谷晶双
(东北财经大学经济学院,辽宁 大连 116025)
性别工资差异是世界各国普遍存在的现象,虽然差异大小与每个国家劳动法的完善和执行程度、劳动力市场的雇佣制度、劳动力流动体制及社会传统观念等密切相关,但是没有一个国家男女劳动者是同工同酬的。国际劳工组织(ILO)2014年发布的《2014—2015全球工资报告》(Global Wage Report(2014—2015))显示,全球范围内,女性工资平均比男性少36% 。适当比例的性别工资差异有利于促进市场竞争和提高生产要素配置效率,但是性别工资差异的存在则会降低女性的劳动参与意愿,造成劳动力市场资源配置的扭曲,阻碍社会经济的发展。因此,对劳动力市场进行国际比较,研究性别工资差异的深层原因已成为亟待解决的重要课题。特别是同样存在着人口老龄化和少子化问题的中国和日本,两国都深受 “男主外女主内”和“男尊女卑”等传统文化观念的影响,劳动力市场结构和工资决定机制既有相似之处,又有差别。通过比较分析中日两国劳动力市场的异同性,明确性别工资差异的来源,对缩小男女收入差距、改善劳动力供给结构和提高劳动力市场运行效率具有重要的政策启示意义。
世界银行的数据显示,1990—2016年的27年间,中国男性劳动参与率一直维持在较高的水平(80%左右),而女性劳动参与率则由1990年的73.49%降至2016年的63.34%,降幅超过10个百分点。中国在计划经济时期,由于政府全面推行平等的就业制度和工资分配政策,与其他国家相比,中国女性劳动参与率和男女就业者的平均工资之比都保持在较高的水平[1]。自改革开放以来,特别是20世纪90年代中期市场经济改革逐渐深化之后,政府对劳动力市场的干预越来越少,而市场机制在劳动力资源配置过程中逐渐发挥着越来越重要的主导作用。教育程度较低和年龄较大的女性群体由于人力资本或生产力方面的劣势,就成为企业裁员和提前退休的对象,再加上农村劳动力大量向城市迁移的冲击,导致就业形势愈发严峻,很多女性因而被迫退出劳动力市场,女性劳动参与率逐步下降。北京师范大学劳动力市场中心发布的《2016中国劳动力市场发展报告》显示,伴随着二胎政策的全面放开,女性劳动参与率或将进一步下降。另外,很多研究表明,中国自市场化改革以来,性别工资差异呈现出不断上升的趋势,尤其是低收入群体的性别工资差异更大[2]-[5]。
- - - - -
任务 a ▸ 请将下面所有位置识别记录的各行改写成一个编号列表,并略去空行。
这篇短文与记录彼此独立,互不相关。

位置识别条目:
- - - - -
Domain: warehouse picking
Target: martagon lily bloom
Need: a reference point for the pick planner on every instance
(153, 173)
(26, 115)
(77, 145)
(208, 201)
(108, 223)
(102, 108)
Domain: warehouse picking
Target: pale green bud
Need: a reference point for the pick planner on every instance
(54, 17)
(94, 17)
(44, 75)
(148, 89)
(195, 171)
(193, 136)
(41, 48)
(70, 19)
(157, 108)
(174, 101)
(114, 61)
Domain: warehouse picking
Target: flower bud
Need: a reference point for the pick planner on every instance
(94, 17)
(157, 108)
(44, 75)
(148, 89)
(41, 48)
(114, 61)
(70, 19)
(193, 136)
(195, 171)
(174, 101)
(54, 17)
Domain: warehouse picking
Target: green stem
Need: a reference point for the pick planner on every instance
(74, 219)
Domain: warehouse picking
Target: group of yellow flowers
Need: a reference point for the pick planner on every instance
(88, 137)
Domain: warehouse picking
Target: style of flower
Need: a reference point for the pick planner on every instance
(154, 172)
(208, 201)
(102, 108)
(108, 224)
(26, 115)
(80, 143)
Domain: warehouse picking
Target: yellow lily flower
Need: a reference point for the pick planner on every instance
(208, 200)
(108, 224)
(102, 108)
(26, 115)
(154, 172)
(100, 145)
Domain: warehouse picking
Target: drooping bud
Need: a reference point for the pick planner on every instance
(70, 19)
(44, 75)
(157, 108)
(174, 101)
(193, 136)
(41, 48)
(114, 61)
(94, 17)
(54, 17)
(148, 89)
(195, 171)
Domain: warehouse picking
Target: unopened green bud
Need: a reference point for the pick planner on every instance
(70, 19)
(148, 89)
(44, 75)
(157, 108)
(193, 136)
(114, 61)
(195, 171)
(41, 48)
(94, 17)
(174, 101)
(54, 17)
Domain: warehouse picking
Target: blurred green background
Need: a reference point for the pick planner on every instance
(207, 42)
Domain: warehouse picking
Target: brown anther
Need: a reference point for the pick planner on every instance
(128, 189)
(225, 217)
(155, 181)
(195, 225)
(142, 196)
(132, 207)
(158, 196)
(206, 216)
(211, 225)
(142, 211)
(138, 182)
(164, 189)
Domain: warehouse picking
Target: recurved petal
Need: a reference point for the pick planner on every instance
- - - - -
任务 b ▸
根据上面这篇短文回答以下问题:
(i) 据国际劳工组织发布的《2014—2015全球工资报告》,全球范围内女性工资平均比男性少多少?
(ii) 世界银行数据显示,中国女性劳动参与率在1990年和2016年分别是多少?
(iii) 哪份报告指出,伴随二胎政策全面放开,女性劳动参与率或将进一步下降?

参考答案 a ▸
1. Domain: warehouse picking
2. Target: martagon lily bloom
3. Need: a reference point for the pick planner on every instance
4. (153, 173)
5. (26, 115)
6. (77, 145)
7. (208, 201)
8. (108, 223)
9. (102, 108)
10. Domain: warehouse picking
11. Target: pale green bud
12. Need: a reference point for the pick planner on every instance
13. (54, 17)
14. (94, 17)
15. (44, 75)
16. (148, 89)
17. (195, 171)
18. (193, 136)
19. (41, 48)
20. (70, 19)
21. (157, 108)
22. (174, 101)
23. (114, 61)
24. Domain: warehouse picking
25. Target: flower bud
26. Need: a reference point for the pick planner on every instance
27. (94, 17)
28. (157, 108)
29. (44, 75)
30. (148, 89)
31. (41, 48)
32. (114, 61)
33. (70, 19)
34. (193, 136)
35. (195, 171)
36. (174, 101)
37. (54, 17)
38. Domain: warehouse picking
39. Target: green stem
40. Need: a reference point for the pick planner on every instance
41. (74, 219)
42. Domain: warehouse picking
43. Target: group of yellow flowers
44. Need: a reference point for the pick planner on every instance
45. (88, 137)
46. Domain: warehouse picking
47. Target: style of flower
48. Need: a reference point for the pick planner on every instance
49. (154, 172)
50. (208, 201)
51. (102, 108)
52. (108, 224)
53. (26, 115)
54. (80, 143)
55. Domain: warehouse picking
56. Target: yellow lily flower
57. Need: a reference point for the pick planner on every instance
58. (208, 200)
59. (108, 224)
60. (102, 108)
61. (26, 115)
62. (154, 172)
63. (100, 145)
64. Domain: warehouse picking
65. Target: drooping bud
66. Need: a reference point for the pick planner on every instance
67. (70, 19)
68. (44, 75)
69. (157, 108)
70. (174, 101)
71. (193, 136)
72. (41, 48)
73. (114, 61)
74. (94, 17)
75. (54, 17)
76. (148, 89)
77. (195, 171)
78. Domain: warehouse picking
79. Target: unopened green bud
80. Need: a reference point for the pick planner on every instance
81. (70, 19)
82. (148, 89)
83. (44, 75)
84. (157, 108)
85. (193, 136)
86. (114, 61)
87. (195, 171)
88. (41, 48)
89. (94, 17)
90. (174, 101)
91. (54, 17)
92. Domain: warehouse picking
93. Target: blurred green background
94. Need: a reference point for the pick planner on every instance
95. (207, 42)
96. Domain: warehouse picking
97. Target: brown anther
98. Need: a reference point for the pick planner on every instance
99. (128, 189)
100. (225, 217)
101. (155, 181)
102. (195, 225)
103. (142, 196)
104. (132, 207)
105. (158, 196)
106. (206, 216)
107. (211, 225)
108. (142, 211)
109. (138, 182)
110. (164, 189)
111. Domain: warehouse picking
112. Target: recurved petal
113. Need: a reference point for the pick planner on every instance

参考答案 b ▸
(i) 女性工资平均比男性少36%。
(ii) 1990年为73.49%,2016年为63.34%。
(iii) 北京师范大学劳动力市场中心发布的《2016中国劳动力市场发展报告》。